● Exercise aim
Return every line of the material exactly.

● Input data
----------

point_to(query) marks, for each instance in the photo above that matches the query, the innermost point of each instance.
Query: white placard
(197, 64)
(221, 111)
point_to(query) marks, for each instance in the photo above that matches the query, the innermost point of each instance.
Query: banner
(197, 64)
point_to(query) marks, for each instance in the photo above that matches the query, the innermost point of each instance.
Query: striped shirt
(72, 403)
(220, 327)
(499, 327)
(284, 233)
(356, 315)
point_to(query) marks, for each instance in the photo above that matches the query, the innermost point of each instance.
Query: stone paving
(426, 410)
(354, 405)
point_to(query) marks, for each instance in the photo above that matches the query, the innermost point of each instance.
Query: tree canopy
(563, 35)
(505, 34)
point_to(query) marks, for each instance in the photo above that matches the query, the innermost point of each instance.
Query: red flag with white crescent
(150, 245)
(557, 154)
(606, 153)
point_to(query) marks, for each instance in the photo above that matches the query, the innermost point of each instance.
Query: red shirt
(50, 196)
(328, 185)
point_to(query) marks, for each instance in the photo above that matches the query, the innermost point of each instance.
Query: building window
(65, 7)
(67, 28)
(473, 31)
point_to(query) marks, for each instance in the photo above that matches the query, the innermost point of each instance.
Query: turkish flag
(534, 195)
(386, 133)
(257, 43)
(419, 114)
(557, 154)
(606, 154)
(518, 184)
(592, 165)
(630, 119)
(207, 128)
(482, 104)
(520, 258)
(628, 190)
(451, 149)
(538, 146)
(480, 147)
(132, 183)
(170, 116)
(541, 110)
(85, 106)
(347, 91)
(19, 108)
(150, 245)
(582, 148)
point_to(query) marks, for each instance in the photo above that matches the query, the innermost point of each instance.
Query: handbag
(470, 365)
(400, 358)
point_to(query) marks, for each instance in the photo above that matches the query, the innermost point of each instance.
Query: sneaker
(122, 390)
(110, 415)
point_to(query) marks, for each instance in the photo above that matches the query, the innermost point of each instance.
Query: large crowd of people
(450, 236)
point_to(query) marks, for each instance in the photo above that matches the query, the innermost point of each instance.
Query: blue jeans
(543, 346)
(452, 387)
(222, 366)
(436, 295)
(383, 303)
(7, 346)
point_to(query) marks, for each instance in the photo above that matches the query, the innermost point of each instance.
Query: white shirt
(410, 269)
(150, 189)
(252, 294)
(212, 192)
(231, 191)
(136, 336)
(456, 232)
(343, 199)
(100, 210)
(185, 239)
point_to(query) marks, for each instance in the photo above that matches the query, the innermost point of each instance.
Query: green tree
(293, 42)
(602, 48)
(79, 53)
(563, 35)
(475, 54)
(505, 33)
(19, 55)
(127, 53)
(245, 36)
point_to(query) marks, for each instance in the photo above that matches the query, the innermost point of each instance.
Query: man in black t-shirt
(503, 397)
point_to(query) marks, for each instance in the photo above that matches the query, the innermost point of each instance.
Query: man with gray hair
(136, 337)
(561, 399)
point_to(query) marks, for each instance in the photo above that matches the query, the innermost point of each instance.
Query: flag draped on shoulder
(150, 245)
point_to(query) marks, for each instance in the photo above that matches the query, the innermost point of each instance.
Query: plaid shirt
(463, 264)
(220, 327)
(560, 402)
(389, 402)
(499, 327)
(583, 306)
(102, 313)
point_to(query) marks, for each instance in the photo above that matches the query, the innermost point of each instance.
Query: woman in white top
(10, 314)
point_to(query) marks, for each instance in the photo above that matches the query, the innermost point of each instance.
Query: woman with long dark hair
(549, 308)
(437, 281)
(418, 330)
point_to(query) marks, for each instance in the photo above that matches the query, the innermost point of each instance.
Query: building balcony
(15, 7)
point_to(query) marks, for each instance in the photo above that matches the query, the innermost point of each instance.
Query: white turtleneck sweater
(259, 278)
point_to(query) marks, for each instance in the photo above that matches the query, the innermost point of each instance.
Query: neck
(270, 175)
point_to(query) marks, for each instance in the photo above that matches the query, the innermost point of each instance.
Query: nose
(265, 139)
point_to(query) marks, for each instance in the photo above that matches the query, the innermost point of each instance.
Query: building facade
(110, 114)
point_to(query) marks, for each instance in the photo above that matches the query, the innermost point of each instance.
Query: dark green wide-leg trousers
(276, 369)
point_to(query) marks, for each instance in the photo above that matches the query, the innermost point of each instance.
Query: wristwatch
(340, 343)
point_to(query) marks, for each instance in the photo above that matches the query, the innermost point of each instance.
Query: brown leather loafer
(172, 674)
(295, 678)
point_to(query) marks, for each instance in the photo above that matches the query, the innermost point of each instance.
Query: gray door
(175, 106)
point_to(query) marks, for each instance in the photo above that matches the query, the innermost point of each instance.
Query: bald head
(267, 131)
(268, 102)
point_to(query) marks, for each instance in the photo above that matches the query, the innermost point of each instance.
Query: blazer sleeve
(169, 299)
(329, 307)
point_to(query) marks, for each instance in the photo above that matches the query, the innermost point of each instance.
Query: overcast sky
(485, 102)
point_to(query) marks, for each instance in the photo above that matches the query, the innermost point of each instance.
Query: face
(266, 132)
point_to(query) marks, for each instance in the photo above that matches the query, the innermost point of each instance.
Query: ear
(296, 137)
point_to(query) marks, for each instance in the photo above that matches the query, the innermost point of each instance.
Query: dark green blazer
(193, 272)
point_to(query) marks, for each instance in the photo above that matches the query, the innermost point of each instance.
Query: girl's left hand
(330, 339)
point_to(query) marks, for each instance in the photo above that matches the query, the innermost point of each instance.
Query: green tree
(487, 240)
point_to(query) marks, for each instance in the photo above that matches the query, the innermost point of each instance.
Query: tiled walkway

----------

● Problem solution
point_to(query) marks, for each instance in the photo above that matches the query, the innermost point of each instance.
Query: white placard
(197, 64)
(221, 111)
point_to(query) marks, for each instance in the photo above that matches the query, the innermost point of each instance.
Query: banner
(197, 64)
point_to(query) marks, for each instance in the photo above that matches the query, the innermost point of each instance.
Query: striped shirt
(72, 403)
(220, 327)
(499, 327)
(284, 233)
(356, 315)
point_to(query) marks, for each instance in the photo above that matches the query, the innermost point of each instance.
Query: stone paving
(426, 410)
(354, 405)
point_to(query) marks, for each instance in the photo above that matches the query, the innermost point of each instance.
Query: tree canopy
(563, 35)
(505, 34)
point_to(query) marks, for each instance in the photo above that matches the query, the innermost point of each instance.
Query: red flag with white crescent
(150, 245)
(557, 154)
(606, 153)
point_to(query) marks, for each instance in the photo above that matches the query, the innermost point of each instance.
Query: red shirt
(50, 196)
(328, 185)
point_to(query) marks, for each instance in the photo above that matches the query, the innermost point of each instance.
Query: building window
(65, 7)
(67, 28)
(473, 31)
point_to(query) marks, for each instance in the photo above that matches the query, the innermost point of each instance.
Query: turkish flag
(534, 195)
(386, 133)
(257, 43)
(419, 114)
(557, 154)
(606, 154)
(518, 184)
(592, 165)
(630, 119)
(207, 128)
(482, 104)
(520, 258)
(628, 190)
(451, 149)
(538, 146)
(480, 147)
(132, 183)
(170, 116)
(541, 110)
(85, 106)
(347, 91)
(19, 108)
(150, 245)
(582, 148)
point_to(query) marks, for each instance in the photo above that matches the query, the innermost point of each instance.
Query: handbag
(470, 365)
(400, 358)
point_to(query) marks, for each instance in the photo above that matches the query, the innermost point of each instance.
Query: sneaker
(122, 390)
(110, 415)
point_to(query) marks, for each instance in the photo above that matches the query, the innermost point of each instance.
Query: large crowd of people
(450, 236)
point_to(query) marks, for each instance in the photo above that matches the query, the innermost point of each instance.
Query: blue jeans
(543, 346)
(452, 387)
(222, 366)
(436, 295)
(383, 303)
(7, 346)
point_to(query) marks, for each instance in the photo above that matches the query, the innermost point of each instance.
Query: white shirt
(410, 269)
(150, 189)
(252, 294)
(212, 192)
(231, 191)
(136, 336)
(456, 232)
(343, 199)
(100, 210)
(185, 239)
point_to(query) marks, for each instance in the photo above that matches the query, the innermost point of each instance.
Query: green tree
(293, 42)
(602, 48)
(79, 53)
(563, 35)
(475, 54)
(505, 33)
(19, 55)
(127, 53)
(245, 36)
point_to(query) marks, for each instance in the photo above that matches the query, the innermost point of each instance.
Query: man in black t-shirt
(503, 397)
point_to(query) marks, for each instance in the photo above that matches the query, the innermost point of each instance.
Query: man with gray hair
(136, 337)
(561, 399)
point_to(query) marks, for each instance in the photo above that matches the query, the innermost point of each instance.
Query: flag draped on shoulder
(150, 245)
point_to(query) marks, for each instance in the photo above that matches the query, the innermost point of each instance.
Query: plaid shirt
(463, 264)
(220, 327)
(560, 402)
(389, 402)
(499, 327)
(583, 306)
(102, 313)
point_to(query) marks, for each instance in the photo above that matches the query, the innermost point of each instance.
Query: woman in white top
(10, 314)
point_to(query) marks, for each instance in the photo above that matches the query, the innermost point of each instance.
Query: woman with long dark hair
(549, 308)
(437, 281)
(418, 330)
point_to(query) marks, for each instance in the photo above that matches the query, the innermost point of each instance.
Query: building balcony
(15, 7)
point_to(query) marks, for each instance in the photo above that matches the query, the innermost point of each instance.
Query: white turtleneck sweater
(259, 278)
point_to(query) marks, for each instance in the photo above that matches the query, the innermost point of each instance.
Query: neck
(270, 175)
point_to(query) marks, for each instance in the photo above that matches the query, the innermost point of each instance.
Query: nose
(265, 139)
point_to(query) marks, for each instance in the photo above that matches the query, the innermost point of each instance.
Query: building facade
(110, 114)
point_to(query) marks, for each instance in the photo above that matches the query, the innermost point of each instance.
Query: dark green wide-leg trousers
(276, 369)
point_to(query) marks, for each instance in the photo above that matches the query, the innermost point of each instance.
Query: wristwatch
(340, 343)
point_to(query) marks, for each instance in the photo above that matches the query, the innermost point of each instance.
Query: brown leather loafer
(172, 674)
(295, 678)
point_to(query) marks, for each instance in the photo above that matches the query, the innermost point of each instance.
Query: gray door
(175, 106)
point_to(query) marks, for each instance in the photo above that matches the query, the innermost point of each instance.
Query: bald head
(267, 131)
(268, 102)
point_to(query) marks, for each instance in the photo above that matches the query, the innermost point of each instance.
Query: blazer sleeve
(169, 299)
(329, 307)
point_to(query) marks, for each instance in the photo above that matches the query, the innermost point of each instance.
Query: overcast sky
(485, 102)
point_to(query) marks, for each instance in the photo above that matches the query, the innermost point of each instance.
Query: face
(266, 132)
point_to(query) marks, for each instance in the photo above that matches the query, the innermost point of each instance.
Query: ear
(296, 137)
point_to(query) marks, for each instance in the photo above that matches the query, the innermost point of each instance.
Query: dark green blazer
(193, 272)
point_to(query) marks, for each instance in the photo above that matches the query, the innermost point of each instance.
Query: girl's left hand
(330, 339)
point_to(query) marks, for each instance in the photo above that matches the query, the innermost point of each instance.
Query: green tree
(487, 240)
point_to(query) marks, for each instance in the photo above that matches the query, the innermost point of each instance.
Query: tiled walkway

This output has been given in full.